• Instruction:
Rewrite everything from the row containing "Locate every instance of the stone wall" down to the final row as a numbered list, omitting any blank lines.
= = = =
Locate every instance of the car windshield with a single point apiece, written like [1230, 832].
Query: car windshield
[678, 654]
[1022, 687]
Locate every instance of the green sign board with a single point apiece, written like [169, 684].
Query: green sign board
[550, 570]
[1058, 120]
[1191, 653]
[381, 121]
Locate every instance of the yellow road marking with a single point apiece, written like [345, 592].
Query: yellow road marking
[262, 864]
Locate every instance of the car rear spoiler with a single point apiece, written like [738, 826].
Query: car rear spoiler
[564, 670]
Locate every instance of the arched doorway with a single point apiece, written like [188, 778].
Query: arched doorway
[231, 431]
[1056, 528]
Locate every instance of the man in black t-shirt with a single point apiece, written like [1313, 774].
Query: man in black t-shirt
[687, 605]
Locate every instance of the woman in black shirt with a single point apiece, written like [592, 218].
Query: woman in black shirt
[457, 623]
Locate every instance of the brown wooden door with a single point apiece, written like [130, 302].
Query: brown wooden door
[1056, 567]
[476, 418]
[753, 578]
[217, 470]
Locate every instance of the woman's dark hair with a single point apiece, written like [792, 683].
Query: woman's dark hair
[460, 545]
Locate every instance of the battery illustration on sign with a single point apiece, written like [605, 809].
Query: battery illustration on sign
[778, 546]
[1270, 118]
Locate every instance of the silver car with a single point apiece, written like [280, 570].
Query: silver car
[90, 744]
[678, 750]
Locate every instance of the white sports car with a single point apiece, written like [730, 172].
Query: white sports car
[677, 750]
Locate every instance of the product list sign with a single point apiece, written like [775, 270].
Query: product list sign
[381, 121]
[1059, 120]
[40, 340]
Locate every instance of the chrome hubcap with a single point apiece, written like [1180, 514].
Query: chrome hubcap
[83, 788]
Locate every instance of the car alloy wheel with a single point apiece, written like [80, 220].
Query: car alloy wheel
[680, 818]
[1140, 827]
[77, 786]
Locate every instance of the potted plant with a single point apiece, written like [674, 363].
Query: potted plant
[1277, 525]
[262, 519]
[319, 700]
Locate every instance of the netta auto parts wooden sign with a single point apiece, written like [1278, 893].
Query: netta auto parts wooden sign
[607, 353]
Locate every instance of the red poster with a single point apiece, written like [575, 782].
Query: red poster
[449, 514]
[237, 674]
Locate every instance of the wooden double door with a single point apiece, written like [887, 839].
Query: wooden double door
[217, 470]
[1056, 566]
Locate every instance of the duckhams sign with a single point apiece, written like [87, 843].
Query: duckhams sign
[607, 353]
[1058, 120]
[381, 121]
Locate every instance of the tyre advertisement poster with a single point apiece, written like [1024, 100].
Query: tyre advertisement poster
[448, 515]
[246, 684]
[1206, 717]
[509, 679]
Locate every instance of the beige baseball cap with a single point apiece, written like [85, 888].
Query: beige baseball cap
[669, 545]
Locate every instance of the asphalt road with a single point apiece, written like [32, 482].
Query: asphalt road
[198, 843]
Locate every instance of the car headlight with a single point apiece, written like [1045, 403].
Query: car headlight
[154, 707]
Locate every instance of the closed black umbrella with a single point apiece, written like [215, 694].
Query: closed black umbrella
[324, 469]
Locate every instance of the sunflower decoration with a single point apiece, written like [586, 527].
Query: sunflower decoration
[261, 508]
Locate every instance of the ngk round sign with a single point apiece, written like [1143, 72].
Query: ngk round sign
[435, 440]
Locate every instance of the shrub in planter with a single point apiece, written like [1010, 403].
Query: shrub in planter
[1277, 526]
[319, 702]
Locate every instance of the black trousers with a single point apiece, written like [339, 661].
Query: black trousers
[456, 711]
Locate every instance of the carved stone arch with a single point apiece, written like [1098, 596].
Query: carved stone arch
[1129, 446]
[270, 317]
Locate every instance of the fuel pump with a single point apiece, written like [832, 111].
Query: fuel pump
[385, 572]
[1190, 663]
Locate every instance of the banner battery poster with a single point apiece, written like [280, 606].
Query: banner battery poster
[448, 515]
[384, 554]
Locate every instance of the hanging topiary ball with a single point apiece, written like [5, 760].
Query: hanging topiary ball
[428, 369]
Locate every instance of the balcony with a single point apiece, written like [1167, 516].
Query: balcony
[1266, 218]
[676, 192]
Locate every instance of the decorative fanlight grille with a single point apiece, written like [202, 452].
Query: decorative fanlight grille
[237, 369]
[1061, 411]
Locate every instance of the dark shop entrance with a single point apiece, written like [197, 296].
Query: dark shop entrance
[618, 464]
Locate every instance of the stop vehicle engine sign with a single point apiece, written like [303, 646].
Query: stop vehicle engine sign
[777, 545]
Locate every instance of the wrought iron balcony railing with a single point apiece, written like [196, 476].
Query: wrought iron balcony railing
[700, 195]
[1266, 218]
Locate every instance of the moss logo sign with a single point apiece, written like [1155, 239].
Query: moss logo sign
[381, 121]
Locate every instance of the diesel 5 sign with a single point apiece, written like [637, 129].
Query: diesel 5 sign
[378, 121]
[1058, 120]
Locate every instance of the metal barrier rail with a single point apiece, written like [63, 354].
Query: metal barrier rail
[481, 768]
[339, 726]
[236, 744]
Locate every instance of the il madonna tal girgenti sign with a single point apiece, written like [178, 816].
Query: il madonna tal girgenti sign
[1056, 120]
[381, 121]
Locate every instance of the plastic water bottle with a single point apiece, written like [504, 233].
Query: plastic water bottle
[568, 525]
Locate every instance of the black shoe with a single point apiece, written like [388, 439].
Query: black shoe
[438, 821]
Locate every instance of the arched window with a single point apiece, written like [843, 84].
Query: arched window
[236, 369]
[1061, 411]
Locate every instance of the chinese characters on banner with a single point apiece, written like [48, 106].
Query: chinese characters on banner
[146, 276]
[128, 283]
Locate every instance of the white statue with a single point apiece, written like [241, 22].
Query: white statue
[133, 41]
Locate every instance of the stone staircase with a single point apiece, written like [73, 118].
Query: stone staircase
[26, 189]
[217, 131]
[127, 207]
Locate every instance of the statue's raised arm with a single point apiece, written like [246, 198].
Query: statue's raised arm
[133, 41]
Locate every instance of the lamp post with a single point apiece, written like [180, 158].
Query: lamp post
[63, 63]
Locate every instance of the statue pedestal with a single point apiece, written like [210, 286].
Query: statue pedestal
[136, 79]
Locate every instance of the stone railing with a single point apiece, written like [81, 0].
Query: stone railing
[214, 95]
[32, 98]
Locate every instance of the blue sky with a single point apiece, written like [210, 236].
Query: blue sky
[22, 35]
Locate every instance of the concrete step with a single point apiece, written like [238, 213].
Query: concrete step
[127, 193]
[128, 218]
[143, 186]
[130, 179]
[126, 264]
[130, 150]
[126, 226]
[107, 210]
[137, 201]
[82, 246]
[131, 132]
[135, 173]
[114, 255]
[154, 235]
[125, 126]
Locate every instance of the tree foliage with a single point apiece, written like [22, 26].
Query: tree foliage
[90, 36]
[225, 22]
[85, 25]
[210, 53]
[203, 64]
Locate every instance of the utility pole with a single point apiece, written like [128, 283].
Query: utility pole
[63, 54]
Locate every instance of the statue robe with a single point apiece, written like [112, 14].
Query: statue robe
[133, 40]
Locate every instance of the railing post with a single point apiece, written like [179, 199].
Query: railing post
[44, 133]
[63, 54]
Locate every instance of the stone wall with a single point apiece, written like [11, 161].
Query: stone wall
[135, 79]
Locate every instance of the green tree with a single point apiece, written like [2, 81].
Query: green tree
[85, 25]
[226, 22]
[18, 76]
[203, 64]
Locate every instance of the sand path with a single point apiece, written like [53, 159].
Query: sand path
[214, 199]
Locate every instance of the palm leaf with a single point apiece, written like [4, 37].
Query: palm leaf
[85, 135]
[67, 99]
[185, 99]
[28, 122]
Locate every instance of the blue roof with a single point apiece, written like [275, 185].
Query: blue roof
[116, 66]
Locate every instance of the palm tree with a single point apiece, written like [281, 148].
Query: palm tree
= = = =
• Output of the exercise:
1. Locate every instance of the stone wall with a single point apiece, written like [11, 161].
2. Query: stone wall
3. [135, 79]
4. Locate every instance of the green tree with a single point apiece, written like [2, 81].
5. Query: green tree
6. [85, 25]
7. [226, 22]
8. [18, 76]
9. [203, 64]
10. Locate every instance of the sand path with a single point apiece, written like [53, 159].
11. Query: sand path
12. [214, 199]
13. Locate every instance of the palm leaf with a single point apiece, written like [4, 37].
14. Query: palm leaf
15. [85, 135]
16. [67, 99]
17. [185, 99]
18. [28, 122]
19. Locate every instance of the blue roof with a single point apiece, written like [275, 185].
20. Query: blue roof
21. [116, 66]
22. Locate every instance of the palm tree with a single point apiece, written like [281, 148].
23. Query: palm tree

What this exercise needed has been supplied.